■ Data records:
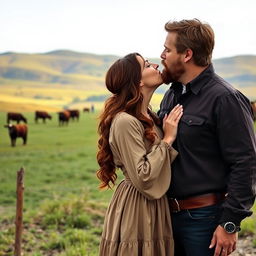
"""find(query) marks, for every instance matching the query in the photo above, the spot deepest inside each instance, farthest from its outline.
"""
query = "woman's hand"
(170, 124)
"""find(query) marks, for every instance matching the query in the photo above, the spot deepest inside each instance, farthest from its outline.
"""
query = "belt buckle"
(177, 203)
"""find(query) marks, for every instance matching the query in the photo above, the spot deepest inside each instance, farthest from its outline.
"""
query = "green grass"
(60, 163)
(63, 207)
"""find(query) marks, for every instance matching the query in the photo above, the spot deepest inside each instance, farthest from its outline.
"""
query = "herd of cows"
(20, 130)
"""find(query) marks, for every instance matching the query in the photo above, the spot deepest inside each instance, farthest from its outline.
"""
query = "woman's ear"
(188, 55)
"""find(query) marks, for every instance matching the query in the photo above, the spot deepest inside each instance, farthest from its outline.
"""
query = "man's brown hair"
(194, 35)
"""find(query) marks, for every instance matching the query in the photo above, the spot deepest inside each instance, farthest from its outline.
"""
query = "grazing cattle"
(15, 117)
(253, 104)
(74, 114)
(63, 117)
(42, 115)
(17, 131)
(86, 110)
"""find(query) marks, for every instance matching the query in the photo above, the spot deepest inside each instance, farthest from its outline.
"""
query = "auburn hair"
(122, 80)
(194, 35)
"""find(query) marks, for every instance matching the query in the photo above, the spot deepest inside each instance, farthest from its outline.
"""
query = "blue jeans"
(193, 230)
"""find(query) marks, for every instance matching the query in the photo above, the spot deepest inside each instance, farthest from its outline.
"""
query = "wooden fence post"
(19, 212)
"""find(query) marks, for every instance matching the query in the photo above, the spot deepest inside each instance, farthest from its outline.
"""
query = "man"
(213, 179)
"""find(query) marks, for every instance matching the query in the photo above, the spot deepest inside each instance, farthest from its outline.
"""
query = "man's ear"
(188, 55)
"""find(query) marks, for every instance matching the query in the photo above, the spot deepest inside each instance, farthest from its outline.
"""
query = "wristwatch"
(230, 227)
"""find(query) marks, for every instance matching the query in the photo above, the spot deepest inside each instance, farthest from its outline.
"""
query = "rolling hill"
(63, 78)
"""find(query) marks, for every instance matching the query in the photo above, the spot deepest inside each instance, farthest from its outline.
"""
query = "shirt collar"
(197, 83)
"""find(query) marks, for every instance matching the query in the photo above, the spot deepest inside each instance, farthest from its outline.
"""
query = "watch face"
(230, 227)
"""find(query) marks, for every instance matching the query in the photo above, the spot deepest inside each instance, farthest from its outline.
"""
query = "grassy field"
(63, 208)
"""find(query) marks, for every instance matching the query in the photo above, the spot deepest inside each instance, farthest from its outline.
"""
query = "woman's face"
(150, 75)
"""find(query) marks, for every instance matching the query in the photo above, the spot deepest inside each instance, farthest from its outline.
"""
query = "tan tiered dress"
(137, 222)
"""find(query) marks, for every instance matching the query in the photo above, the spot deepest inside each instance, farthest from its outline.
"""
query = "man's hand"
(225, 243)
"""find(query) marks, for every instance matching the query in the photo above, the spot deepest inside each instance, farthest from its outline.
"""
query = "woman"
(137, 221)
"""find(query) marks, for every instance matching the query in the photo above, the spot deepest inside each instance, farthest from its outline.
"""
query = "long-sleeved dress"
(137, 222)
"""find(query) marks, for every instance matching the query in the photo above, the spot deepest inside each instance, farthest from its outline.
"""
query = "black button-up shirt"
(216, 143)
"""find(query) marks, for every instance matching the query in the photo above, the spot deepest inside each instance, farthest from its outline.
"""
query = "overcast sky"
(121, 26)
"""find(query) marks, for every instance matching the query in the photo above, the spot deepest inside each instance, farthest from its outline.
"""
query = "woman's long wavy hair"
(122, 80)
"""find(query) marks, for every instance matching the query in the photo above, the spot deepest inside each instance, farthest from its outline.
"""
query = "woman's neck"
(147, 95)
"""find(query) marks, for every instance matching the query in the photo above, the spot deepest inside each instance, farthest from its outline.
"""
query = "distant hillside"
(69, 67)
(58, 67)
(61, 79)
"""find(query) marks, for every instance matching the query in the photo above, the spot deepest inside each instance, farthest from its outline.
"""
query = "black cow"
(42, 115)
(15, 117)
(17, 131)
(86, 110)
(74, 114)
(63, 117)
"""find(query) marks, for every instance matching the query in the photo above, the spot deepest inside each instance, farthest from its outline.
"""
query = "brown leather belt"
(196, 201)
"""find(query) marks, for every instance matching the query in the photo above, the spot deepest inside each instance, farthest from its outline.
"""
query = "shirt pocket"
(192, 120)
(191, 128)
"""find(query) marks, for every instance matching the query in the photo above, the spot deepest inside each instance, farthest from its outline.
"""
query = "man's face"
(171, 60)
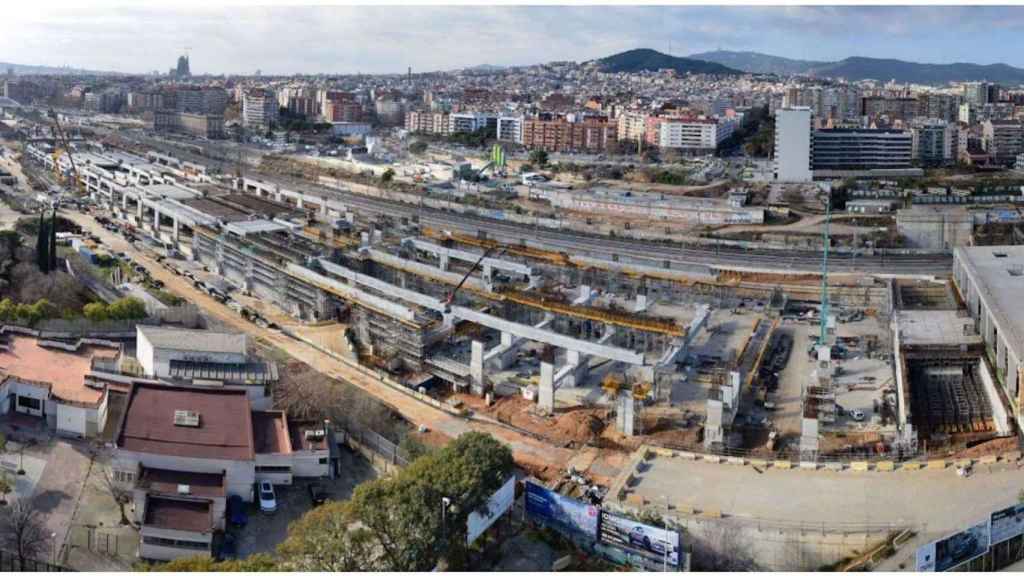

■ WORK REQUEST:
Please output the records above exactly, without the pictures.

■ EXERCISE SOLUTION:
"""find(query) marks, for every instance matching the query in the photo above, the spot deepest inside each instance, farthest from its outline.
"""
query = "woman's hand"
(170, 124)
"""find(query) marks, for every instance matching the query in the photo above, the spot deepest inside each instance, farthest from its outline.
"""
query = "belt buckle"
(177, 203)
"""find(query) marks, for every instance matching the query in the photo above, the spot deepest inside each instance, farthest from its outline.
"""
query = "green grass"
(60, 163)
(63, 207)
"""find(query) marks, for every instance matching the query in the photo above, the spot deepest inside each instance, farthest from its outline.
"""
query = "herd of cows"
(20, 130)
"""find(query) marks, for every instance matching the query in the photo above, the spot deepest inside each instance, farthest from its outline.
"""
query = "woman's ear"
(188, 55)
"""find(query) marks, for every instance matching the query in the photo above, the spot deepest inside each instance, farthest from its outline.
"""
query = "man's brown hair"
(194, 35)
"""find(query) marks, for every instance matching the query in the photo above, the spot deepest inside each instance, farthest from its outline.
"""
query = "grazing cattle"
(15, 117)
(253, 104)
(74, 114)
(63, 117)
(42, 115)
(17, 131)
(86, 110)
"""find(query) marks, for every instance matching the query in the photo above, the spot deepest inside each instance, farthest from its outline.
"""
query = "auburn hair"
(122, 80)
(194, 35)
"""find(query) marks, for every instance matching the query in the photo above, the spot deepest inside each instance, farthest from its outline.
"""
query = "blue jeans"
(193, 230)
"""find(query) marks, for every instance matching the query in the photo above, the spot deepest inside each instance, farthest from its outline.
"""
query = "wooden fence post"
(19, 212)
"""find(query) marks, for every instance matching the query in the photo above, the spot deepest inside each instance, farthest from its outline.
"""
query = "man"
(213, 179)
"""find(query) marks, for every instance matching the query in the photo above, the spot deepest inside each instance, farthest from its outline.
"""
query = "man's ear"
(188, 55)
"""find(query) marks, for every instance matching the query in the photo above, the spot deepest inside each instance, farthest from its outline.
"""
query = "wristwatch"
(230, 227)
"""find(query) marks, for every instance matching the query in the photo above, the spot deepest inside each instance, farthest from its outline.
"""
query = "rolling hill"
(63, 78)
"""find(query) marks, for every instance matching the query in the photo above, the spot deepest inside each instance, farthest from its outline.
"""
query = "shirt collar"
(197, 83)
"""find(query) marks, for every instance matching the query in the photo above, the spot deepest inside each instance, farthest from its outline.
"""
query = "watch face"
(230, 227)
"""find(query) marks, for every instance matching the query in the photo above, the spot deepest inside each instance, farthest from its outline.
"""
query = "grassy field"
(63, 208)
"""find(query) marks, for every instance matching the query in the photo above, the spot deepest inside each instance, farthest from its outline.
"""
query = "woman's face"
(150, 75)
"""find(query) marks, for every instance matching the query in the photo above, the spot deepest inside each instance, farthest from its outline.
"""
query = "tan tiered dress"
(137, 222)
"""find(query) marks, for every instance matching the query in the photo above, the spot deepest inside each instance, farthest from its outline.
"""
query = "man's hand"
(225, 243)
"""find(query) marks, for every instance matching the query in the photo above, the spot deepest inside each instance, farthest from its outline.
"""
query = "woman"
(137, 221)
"""find(query) marks, for every instance matching the query in the photo above, the spot deepest inside each instance, farthest from its outline.
"""
query = "long-sleeved dress"
(137, 222)
"""find(query) marks, for every instance matching the query in the photo above, the spot deepest inside each instance, farthest from its outline.
"""
query = "black button-up shirt"
(216, 143)
"""find(query) marks, for every instance matching the query in the photo above, the spot deepest inside each instance, farthest from its outline.
"""
query = "overcast sky"
(121, 26)
"""find(query) marks, for every instance matching the query in the photo above, the spot deepest inside each instance, farthest from its outline.
"""
query = "woman's long wavy hair"
(122, 80)
"""find(query) marks, for every instance matching the query in the photo above, the spot deepest inside each instance, farthest from its outline.
"""
query = "woman's neck"
(147, 95)
"""find(query) marks, for every instance matching the query in the photo above, the spot deepest inside each instance, farthest from its outline.
"""
query = "distant hillside"
(69, 67)
(58, 67)
(61, 79)
"""find(query) marks, for every instance matching the query in the photo above, the spot deepest inside each instance, farthest from its outline.
"""
query = "black cow"
(42, 115)
(15, 117)
(17, 131)
(86, 110)
(74, 114)
(63, 117)
"""find(query) marks, for every instance matching the query in the photo above, the spot deepest inside each instance, farthest from its outline.
"""
query = "brown leather belt"
(196, 201)
"""find(query) marks, for every instance matching the query in the photo above, the spot deepest inside each instance, farthest from its outline.
"""
query = "shirt pocket"
(192, 120)
(191, 128)
"""find(query) marks, for every instance matching the query in the photo above, the spot deepest inside each instance, farthest from its outline.
"""
query = "man's face"
(171, 60)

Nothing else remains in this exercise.